Return each line from the items below that contains the word "Your".

> [RAW RECORDS]:
::::

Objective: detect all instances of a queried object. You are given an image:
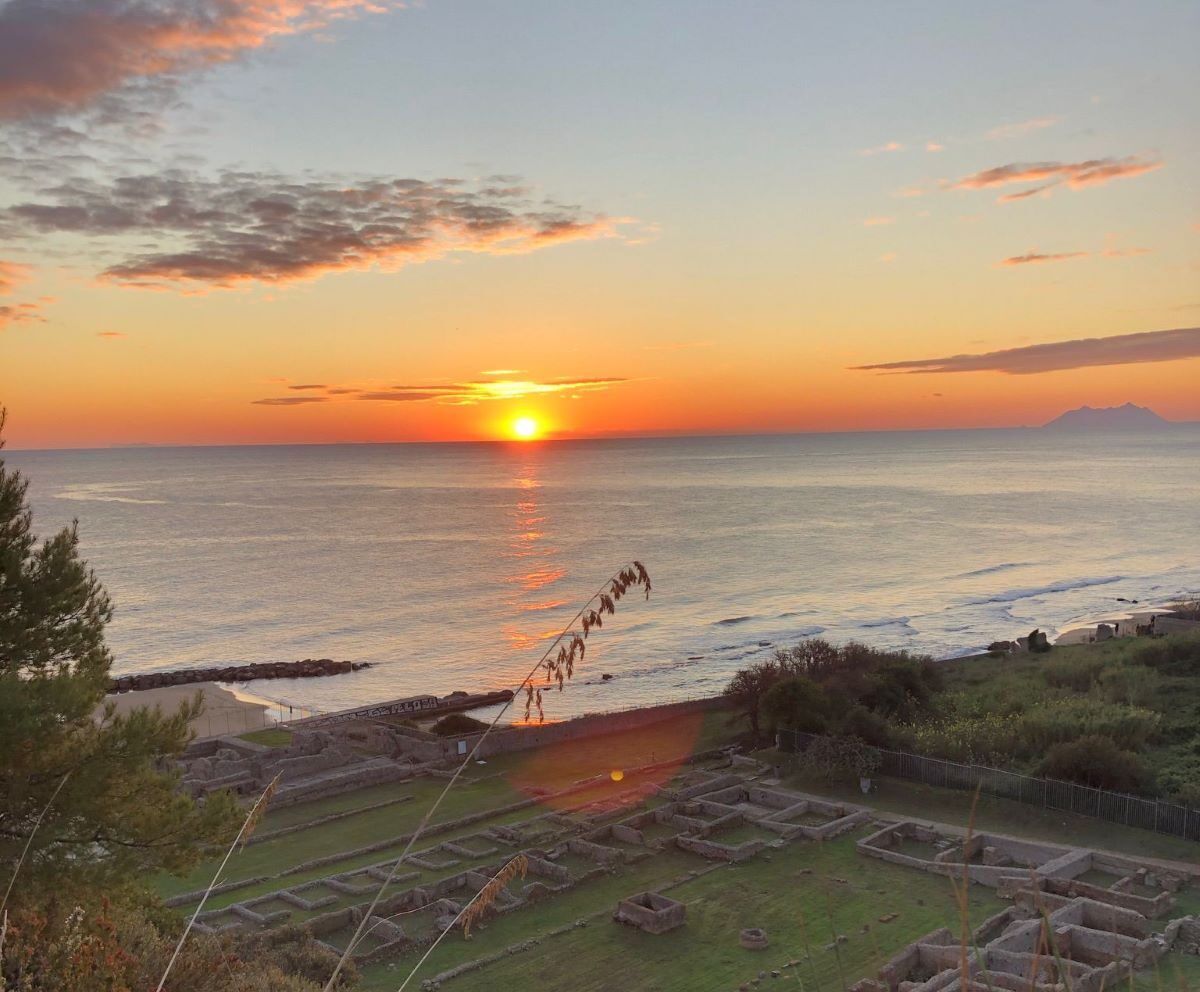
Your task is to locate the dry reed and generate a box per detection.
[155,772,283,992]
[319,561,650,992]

::::

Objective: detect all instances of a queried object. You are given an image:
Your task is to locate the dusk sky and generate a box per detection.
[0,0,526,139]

::::

> [SOLUTION FOR THIS TASK]:
Your task is to locate the dry reed and generate a box per detection.
Your task is to locate the dusk sky and generate a box per detection.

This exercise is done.